┌─ 工作数据
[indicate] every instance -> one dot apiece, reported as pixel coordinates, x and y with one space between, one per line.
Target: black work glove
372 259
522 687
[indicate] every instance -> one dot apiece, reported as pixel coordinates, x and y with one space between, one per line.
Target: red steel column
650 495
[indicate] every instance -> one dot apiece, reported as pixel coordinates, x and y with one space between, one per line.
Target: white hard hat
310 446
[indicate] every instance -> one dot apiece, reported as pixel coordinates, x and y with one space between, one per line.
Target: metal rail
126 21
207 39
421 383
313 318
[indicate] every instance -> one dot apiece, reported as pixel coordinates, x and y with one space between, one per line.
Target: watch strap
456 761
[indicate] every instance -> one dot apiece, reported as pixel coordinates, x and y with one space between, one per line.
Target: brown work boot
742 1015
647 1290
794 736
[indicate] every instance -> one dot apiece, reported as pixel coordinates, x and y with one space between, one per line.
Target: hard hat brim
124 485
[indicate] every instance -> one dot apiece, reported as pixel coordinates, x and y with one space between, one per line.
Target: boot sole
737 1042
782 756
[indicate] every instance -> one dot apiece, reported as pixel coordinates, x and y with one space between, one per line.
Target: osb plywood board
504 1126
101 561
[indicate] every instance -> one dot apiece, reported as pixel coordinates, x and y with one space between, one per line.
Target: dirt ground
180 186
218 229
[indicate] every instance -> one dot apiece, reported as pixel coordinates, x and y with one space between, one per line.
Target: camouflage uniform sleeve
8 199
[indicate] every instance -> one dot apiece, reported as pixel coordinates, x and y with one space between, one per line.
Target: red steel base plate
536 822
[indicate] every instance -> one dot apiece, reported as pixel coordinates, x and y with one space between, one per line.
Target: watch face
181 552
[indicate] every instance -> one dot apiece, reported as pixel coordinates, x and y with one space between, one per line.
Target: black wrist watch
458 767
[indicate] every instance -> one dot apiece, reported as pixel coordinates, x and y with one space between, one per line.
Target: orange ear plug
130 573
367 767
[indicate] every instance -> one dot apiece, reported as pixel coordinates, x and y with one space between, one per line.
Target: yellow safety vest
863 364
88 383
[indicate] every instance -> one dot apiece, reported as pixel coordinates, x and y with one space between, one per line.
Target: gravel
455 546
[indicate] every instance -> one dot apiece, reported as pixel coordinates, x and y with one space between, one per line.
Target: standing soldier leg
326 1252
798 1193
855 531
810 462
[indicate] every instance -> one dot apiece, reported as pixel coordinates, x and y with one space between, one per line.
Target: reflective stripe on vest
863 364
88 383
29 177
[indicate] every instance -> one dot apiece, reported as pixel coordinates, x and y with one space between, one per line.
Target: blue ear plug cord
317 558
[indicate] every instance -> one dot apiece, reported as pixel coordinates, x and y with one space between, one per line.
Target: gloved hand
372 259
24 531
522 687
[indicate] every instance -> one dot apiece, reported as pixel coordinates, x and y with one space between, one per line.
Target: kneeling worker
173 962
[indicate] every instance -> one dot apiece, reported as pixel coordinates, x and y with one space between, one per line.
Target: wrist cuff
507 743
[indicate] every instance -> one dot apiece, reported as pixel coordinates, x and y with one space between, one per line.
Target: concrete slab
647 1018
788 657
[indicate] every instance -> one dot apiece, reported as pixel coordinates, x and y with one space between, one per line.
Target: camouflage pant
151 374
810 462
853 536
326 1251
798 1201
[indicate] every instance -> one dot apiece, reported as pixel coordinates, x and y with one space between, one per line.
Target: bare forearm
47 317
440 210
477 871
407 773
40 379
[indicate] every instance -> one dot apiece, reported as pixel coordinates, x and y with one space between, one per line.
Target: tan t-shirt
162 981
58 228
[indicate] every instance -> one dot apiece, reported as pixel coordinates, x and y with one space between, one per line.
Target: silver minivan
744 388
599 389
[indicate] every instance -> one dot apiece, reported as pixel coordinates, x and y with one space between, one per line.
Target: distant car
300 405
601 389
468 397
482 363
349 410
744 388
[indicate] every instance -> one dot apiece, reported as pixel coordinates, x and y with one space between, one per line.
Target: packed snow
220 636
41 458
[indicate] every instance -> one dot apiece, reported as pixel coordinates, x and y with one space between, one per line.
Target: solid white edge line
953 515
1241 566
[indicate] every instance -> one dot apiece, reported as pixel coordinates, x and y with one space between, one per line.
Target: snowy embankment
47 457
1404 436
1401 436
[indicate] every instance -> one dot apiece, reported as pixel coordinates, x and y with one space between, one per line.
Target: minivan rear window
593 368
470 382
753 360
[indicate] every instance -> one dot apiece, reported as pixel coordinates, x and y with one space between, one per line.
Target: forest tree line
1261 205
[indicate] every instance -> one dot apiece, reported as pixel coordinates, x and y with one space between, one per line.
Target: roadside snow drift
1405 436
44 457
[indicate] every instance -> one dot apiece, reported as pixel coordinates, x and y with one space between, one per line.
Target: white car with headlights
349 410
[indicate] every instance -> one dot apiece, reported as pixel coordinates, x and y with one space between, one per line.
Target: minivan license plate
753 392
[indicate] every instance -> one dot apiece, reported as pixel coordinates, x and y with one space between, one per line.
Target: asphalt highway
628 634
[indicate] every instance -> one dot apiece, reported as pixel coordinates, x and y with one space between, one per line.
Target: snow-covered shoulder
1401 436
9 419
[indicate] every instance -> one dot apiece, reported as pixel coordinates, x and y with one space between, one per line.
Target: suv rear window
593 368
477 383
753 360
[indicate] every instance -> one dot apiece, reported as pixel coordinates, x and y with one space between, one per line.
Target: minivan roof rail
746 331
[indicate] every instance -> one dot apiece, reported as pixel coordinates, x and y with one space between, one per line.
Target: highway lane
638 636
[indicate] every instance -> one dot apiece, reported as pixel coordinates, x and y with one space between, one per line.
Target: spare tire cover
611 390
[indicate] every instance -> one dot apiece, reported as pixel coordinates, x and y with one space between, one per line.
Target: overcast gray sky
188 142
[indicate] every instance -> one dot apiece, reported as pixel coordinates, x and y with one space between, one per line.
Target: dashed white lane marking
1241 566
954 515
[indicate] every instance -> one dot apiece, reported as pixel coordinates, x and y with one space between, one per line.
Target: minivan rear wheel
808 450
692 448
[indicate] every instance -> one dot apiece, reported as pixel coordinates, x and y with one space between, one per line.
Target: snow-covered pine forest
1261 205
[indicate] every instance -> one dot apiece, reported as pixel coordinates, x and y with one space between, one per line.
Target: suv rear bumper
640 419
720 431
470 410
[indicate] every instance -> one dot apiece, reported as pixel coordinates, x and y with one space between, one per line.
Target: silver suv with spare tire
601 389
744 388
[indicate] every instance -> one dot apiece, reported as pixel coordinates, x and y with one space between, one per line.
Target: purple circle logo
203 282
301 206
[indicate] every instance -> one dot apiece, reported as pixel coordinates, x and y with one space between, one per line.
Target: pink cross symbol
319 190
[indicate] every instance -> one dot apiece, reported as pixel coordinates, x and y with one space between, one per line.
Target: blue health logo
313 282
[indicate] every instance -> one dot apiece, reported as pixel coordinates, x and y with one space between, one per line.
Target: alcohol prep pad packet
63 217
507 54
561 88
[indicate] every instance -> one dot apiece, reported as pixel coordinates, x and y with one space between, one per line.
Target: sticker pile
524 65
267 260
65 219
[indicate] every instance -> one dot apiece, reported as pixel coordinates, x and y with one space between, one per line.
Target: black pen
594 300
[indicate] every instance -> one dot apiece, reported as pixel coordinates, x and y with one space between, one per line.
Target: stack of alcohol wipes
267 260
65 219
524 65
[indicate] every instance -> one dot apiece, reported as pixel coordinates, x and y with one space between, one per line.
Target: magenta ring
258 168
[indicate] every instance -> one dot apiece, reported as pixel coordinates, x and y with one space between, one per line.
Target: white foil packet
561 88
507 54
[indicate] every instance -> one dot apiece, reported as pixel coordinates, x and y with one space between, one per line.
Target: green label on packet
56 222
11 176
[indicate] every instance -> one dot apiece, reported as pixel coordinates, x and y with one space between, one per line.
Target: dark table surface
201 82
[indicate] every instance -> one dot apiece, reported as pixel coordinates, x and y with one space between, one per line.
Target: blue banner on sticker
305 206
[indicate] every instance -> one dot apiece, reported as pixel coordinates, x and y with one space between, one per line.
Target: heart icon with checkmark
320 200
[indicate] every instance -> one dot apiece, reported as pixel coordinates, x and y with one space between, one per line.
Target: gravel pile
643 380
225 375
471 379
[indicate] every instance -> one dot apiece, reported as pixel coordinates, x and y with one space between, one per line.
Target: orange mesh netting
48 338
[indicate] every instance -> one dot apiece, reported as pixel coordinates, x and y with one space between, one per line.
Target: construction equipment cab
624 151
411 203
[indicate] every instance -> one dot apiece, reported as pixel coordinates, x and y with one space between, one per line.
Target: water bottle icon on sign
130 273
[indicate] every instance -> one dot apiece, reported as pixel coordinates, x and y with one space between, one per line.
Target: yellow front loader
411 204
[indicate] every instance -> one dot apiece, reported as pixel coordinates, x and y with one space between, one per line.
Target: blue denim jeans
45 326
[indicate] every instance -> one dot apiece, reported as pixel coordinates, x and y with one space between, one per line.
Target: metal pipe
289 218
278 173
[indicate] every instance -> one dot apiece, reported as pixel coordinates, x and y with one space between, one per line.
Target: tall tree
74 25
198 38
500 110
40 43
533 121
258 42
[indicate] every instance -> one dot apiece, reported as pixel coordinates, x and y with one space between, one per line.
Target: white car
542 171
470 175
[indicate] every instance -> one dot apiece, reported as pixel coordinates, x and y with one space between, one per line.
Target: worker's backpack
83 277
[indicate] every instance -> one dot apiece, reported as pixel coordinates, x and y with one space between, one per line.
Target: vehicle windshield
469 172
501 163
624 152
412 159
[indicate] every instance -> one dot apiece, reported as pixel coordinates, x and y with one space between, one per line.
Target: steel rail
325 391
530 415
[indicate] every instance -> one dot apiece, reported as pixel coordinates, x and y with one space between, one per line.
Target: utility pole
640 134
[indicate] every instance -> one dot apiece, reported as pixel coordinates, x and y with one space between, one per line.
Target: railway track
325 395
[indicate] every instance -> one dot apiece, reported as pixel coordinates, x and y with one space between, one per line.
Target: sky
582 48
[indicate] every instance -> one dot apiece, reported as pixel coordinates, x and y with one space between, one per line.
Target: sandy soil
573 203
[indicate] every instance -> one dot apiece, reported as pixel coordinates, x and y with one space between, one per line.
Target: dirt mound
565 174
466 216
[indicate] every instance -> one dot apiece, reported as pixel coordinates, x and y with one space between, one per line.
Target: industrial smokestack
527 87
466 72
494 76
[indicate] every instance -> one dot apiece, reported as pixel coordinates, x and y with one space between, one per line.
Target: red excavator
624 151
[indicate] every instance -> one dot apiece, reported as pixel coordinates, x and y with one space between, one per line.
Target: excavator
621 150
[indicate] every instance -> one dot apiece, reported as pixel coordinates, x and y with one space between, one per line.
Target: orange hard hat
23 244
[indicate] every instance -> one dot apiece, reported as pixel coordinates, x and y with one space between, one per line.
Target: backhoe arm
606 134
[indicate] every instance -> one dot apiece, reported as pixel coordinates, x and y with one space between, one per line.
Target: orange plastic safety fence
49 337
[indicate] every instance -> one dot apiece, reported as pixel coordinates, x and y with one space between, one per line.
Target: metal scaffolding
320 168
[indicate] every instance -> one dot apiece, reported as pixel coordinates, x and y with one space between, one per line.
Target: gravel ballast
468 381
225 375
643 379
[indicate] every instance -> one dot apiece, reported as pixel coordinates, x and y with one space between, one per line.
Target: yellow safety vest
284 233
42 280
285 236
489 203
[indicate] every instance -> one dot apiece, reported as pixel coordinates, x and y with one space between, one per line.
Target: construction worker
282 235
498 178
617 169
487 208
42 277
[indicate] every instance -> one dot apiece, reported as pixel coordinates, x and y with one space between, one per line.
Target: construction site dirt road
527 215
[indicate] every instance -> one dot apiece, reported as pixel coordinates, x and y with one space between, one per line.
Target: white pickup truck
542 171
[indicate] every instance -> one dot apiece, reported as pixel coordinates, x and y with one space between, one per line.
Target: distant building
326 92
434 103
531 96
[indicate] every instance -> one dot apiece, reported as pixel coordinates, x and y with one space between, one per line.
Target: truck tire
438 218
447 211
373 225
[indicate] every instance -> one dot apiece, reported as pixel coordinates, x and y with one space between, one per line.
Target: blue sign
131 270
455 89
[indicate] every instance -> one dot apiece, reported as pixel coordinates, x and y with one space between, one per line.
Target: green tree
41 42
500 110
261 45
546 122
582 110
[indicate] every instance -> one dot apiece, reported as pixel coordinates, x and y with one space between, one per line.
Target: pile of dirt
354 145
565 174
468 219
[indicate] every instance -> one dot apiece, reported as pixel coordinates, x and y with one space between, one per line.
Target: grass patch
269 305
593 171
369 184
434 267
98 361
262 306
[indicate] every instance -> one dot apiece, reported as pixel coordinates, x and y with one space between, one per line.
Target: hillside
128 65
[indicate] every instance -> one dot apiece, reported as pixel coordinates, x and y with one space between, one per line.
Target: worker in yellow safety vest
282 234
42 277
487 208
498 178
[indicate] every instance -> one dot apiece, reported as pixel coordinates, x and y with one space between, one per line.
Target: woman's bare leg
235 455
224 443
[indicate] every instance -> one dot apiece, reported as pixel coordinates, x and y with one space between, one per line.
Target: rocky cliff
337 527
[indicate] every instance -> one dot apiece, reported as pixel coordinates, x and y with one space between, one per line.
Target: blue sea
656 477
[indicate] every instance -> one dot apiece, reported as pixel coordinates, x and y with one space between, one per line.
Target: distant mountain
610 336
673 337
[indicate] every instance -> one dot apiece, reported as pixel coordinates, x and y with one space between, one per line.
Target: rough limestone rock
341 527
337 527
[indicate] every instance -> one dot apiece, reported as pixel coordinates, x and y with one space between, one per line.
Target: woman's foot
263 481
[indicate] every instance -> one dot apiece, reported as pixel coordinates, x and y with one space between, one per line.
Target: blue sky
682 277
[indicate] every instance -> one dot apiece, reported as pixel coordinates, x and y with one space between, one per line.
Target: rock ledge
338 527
└─
任务说明: 给出上方数据中含有字符串“packet”的行数，只写数字。

答案: 3